▶ TEXT PASSAGE

>>>

Frequent Criers

Americans love to complain about cramped flights and extra fees. So why do they keep choosing them?

A girl sits on her bag as she waits for her flight at Edinburgh Airport, Scotland, Dec. 20, 2010.
Should have splurged.

Photo by David Moir/Reuters

Big changes are coming to JetBlue. Sometime in the first half of 2015, the carrier that prides itself on allowing customers to check their “first bag free” plans to introduce its first bag fee. The legroom on JetBlue’s Airbus A320 seats is shrinking as well, from its current 34.7 inches to 33.1, to make space for 15 additional passengers. Other amenities will remain, like the complimentary entertainment and those signature Terra Blues potato chips. But it’s safe to say that come next year, the JetBlue experience will not be as nice as it is right now—and that’s entirely your fault.

<<<

▶ SHORT EXERCISE A
Please rewrite the records from the line with "waterfall and give integer pixel coordinates." to the end of the records, replacing "waterfall" with "cascade" and keeping everything else the same.

▶ DATASET

>>>

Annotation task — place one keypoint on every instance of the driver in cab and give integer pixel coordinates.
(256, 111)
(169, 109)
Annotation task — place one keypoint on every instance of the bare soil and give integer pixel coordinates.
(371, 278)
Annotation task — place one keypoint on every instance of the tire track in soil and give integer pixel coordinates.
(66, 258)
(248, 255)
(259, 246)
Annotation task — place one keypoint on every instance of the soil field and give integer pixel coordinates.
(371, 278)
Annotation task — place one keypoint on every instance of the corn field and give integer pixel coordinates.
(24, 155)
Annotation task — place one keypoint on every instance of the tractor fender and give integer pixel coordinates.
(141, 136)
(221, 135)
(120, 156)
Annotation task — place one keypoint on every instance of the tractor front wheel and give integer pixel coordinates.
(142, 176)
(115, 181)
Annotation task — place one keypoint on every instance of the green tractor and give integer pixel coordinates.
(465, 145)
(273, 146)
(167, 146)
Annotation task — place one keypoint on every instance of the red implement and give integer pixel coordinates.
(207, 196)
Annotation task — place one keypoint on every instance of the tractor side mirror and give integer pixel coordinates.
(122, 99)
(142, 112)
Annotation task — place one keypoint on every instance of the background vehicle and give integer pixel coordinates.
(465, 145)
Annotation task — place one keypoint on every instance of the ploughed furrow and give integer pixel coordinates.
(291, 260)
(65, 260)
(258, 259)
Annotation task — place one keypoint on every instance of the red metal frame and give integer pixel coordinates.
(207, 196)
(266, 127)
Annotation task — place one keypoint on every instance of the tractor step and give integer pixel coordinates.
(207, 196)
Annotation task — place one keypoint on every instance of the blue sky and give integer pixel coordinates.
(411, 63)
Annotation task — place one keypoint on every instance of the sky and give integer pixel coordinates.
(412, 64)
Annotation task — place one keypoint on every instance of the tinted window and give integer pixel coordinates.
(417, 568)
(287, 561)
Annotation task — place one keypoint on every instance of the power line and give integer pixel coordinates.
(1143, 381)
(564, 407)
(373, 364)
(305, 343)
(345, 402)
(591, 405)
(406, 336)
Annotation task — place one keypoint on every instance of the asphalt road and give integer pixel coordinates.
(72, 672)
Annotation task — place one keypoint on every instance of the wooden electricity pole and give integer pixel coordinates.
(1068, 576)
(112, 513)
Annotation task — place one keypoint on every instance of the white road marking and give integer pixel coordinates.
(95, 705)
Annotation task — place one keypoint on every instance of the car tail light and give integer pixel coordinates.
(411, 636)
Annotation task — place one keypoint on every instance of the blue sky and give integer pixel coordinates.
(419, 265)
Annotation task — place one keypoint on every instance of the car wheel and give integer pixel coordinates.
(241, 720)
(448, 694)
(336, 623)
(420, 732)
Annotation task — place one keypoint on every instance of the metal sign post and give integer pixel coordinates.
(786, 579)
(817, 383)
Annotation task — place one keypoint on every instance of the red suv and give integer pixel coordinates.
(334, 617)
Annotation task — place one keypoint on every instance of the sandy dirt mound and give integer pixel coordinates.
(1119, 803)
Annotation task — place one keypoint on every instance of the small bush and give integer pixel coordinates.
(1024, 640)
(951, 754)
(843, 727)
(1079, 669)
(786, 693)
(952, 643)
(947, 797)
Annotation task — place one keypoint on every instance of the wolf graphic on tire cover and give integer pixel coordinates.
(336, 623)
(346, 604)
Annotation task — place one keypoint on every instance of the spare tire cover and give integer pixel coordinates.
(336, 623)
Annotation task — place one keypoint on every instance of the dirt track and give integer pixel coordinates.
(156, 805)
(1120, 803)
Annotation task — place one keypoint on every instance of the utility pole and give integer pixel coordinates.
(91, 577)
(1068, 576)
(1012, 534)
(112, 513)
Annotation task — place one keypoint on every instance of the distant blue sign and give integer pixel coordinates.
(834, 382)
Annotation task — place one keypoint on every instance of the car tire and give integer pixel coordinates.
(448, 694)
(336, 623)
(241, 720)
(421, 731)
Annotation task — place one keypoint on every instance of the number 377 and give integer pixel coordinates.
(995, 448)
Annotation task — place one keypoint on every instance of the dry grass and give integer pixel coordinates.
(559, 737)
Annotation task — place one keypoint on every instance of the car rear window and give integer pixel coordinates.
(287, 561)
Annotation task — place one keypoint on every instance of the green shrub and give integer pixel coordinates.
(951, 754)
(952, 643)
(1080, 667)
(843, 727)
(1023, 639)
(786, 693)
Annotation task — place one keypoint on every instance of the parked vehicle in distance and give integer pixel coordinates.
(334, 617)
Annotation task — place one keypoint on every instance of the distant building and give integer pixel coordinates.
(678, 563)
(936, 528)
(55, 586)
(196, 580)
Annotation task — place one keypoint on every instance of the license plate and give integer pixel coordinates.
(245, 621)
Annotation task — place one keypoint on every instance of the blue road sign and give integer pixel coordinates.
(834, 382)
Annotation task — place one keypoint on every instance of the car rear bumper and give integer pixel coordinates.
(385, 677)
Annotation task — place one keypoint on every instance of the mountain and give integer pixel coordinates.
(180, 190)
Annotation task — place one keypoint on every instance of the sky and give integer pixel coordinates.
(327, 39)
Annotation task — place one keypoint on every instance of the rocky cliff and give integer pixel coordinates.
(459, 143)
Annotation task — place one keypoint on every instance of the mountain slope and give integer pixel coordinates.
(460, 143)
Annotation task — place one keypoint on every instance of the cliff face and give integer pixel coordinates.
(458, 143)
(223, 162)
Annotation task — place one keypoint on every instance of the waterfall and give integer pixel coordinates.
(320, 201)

<<<

▶ SHORT EXERCISE B
Write the next part of the article on airline fees and legroom, starting after its last sentence.

▶ EXERCISE RESULT A
Annotation task — place one keypoint on every instance of the cascade and give integer pixel coordinates.
(320, 201)

▶ EXERCISE RESULT B
By the end of this holiday season, an estimated 45 million people will have packed onto U.S. airlines, many of them more crammed and disgruntled than ever before. In reducing legroom and adding fees for checked baggage, much of the industry has preceded JetBlue. Since airlines were deregulated in the late 1970s and new competitors streamed in, the industry has undergone a massive transformation. The decades-long fight for market share has led to no-frills, low-cost air carriers, which in recent years have become even cheaper and ever more sardine-like. Airplane seats, once 18 or 18½ inches in width, now span just 17 or even 16½ inches on some of the narrowest jetliners. Legroom has dwindled similarly on all carriers—down to 30-ish inches from 32 to 36 in the mid-1980s. (On the ultra-low-cost Spirit Airlines, it’s a cramped 28 inches.) And while the seats are getting smaller, the fees are piling on as airline after airline moves to “unbundle” costs. Gone are the days when your fare included basics like checking a bag and selecting a seat. Buying a plane ticket is increasingly like ordering a sandwich and having to pay extra for the bread.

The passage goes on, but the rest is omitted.